> **PROBLEM**
The required output is every entry, printed exactly as written.

[Source records]
▶

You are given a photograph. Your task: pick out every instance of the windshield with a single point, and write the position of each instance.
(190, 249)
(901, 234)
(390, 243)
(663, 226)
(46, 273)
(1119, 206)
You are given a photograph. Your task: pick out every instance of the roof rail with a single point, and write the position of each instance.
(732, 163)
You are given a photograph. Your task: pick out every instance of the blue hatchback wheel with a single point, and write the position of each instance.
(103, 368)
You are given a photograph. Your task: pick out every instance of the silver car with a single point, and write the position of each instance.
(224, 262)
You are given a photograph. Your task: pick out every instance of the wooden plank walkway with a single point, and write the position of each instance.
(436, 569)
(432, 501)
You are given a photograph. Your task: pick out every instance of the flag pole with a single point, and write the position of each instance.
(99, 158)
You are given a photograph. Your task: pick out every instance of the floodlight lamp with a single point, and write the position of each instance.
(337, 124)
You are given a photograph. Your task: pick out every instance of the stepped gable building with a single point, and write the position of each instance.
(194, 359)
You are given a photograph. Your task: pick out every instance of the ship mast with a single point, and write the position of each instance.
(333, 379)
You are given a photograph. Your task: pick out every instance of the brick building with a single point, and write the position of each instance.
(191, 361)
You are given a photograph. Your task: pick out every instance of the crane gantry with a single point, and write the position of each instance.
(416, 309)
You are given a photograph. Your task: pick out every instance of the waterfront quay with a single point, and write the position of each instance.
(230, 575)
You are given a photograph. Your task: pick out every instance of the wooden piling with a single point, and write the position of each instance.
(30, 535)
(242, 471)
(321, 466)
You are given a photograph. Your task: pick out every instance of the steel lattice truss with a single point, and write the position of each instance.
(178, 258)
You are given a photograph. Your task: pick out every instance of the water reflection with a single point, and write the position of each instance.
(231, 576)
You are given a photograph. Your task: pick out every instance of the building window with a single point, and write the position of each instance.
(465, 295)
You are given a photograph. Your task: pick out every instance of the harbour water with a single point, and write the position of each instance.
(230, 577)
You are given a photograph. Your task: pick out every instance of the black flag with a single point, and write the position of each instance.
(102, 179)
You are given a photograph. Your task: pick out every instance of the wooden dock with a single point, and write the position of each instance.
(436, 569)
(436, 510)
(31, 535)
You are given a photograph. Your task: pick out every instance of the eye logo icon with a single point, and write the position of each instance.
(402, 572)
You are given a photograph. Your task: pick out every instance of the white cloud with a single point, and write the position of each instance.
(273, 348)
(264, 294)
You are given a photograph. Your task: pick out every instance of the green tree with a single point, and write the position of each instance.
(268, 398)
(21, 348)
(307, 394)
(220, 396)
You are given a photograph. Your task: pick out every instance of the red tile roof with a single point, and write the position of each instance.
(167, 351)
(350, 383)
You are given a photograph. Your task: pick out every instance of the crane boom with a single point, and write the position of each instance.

◀

> **ANSWER SECTION**
You are given a photograph. Your task: pick out every instance of the windshield with a single point, and write the position of each instance.
(190, 249)
(901, 234)
(390, 243)
(663, 226)
(46, 273)
(1119, 206)
You are given a photograph. Your task: pick out every instance of the roof rail with a single point, and write the position of each instance.
(732, 163)
You are given a photograph. Your task: pick out every instance of the blue hatchback wheel with a single point, and write the position of each instance.
(103, 368)
You are given a photograph. Your task: pick out every instance of the silver car with a single point, and write the position of each instance.
(224, 262)
You are given a photograph. Your task: pick out every instance of the wooden plank walkway with a single point, and write the position of each instance.
(436, 569)
(432, 501)
You are given a photograph. Your task: pick out every instance of the flag pole with a single point, and write the position of each instance.
(99, 158)
You are given a photograph. Your task: pick out every instance of the floodlight lamp with a single point, and write the position of each instance.
(337, 124)
You are given a photograph. Your task: pick out every instance of the stepped gable building with a single point, and write the position of each instance.
(194, 359)
You are given a photograph. Your task: pick out every instance of the ship mast with a single point, and write the position of each instance.
(333, 379)
You are given a photograph. Your task: pick out every instance of the brick building with a single point, and write the position of each instance.
(191, 361)
You are given a photograph. Your task: pick out every instance of the crane gantry with a single point, and write the position of each instance.
(416, 309)
You are given a photograph. Your task: pick out every instance of the waterfront quay with a single point, and write the position of each instance.
(230, 575)
You are given a photograph. Your task: pick out every instance of the wooden piling with a single point, and write the position of each instance.
(30, 535)
(242, 471)
(321, 466)
You are given a photograph. Your task: pick out every instance of the steel lattice truss with a single point, and write the position of each instance.
(178, 258)
You are given a photograph. Your task: pick out every instance of the water reflection with a single point, and write the position of each instance.
(231, 576)
You are given a photograph. Your task: pick out every instance of the building window with a single point, and write the position of each instance.
(465, 295)
You are given a photograph. Your task: pick out every instance of the harbour water with a single point, and write the position of each instance.
(230, 577)
You are given a photograph. Your task: pick out every instance of the black flag with a single point, and write the position of each instance.
(102, 179)
You are given a photograph. Your task: pick out every instance of the wooden dock with a single point, and write the position of each instance.
(436, 569)
(436, 510)
(31, 535)
You are given a photograph. Your task: pick out every instance of the eye logo icon with a single point, and write the position of each instance.
(402, 572)
You are given a photograph. Your task: pick out every instance of the white cloud with a single point, and write the position of each instance.
(273, 348)
(264, 294)
You are given a photograph. Your task: pick out every instance of the green tree with a single point, and write the position of each instance.
(268, 398)
(21, 348)
(307, 394)
(220, 396)
You are given a photograph. Your task: pick out every instance of the red tile roof with a single point, and write the position of each instance.
(167, 351)
(350, 383)
You are given a photograph. Your task: pick out every instance of the crane boom with a single point, and write the position of each instance.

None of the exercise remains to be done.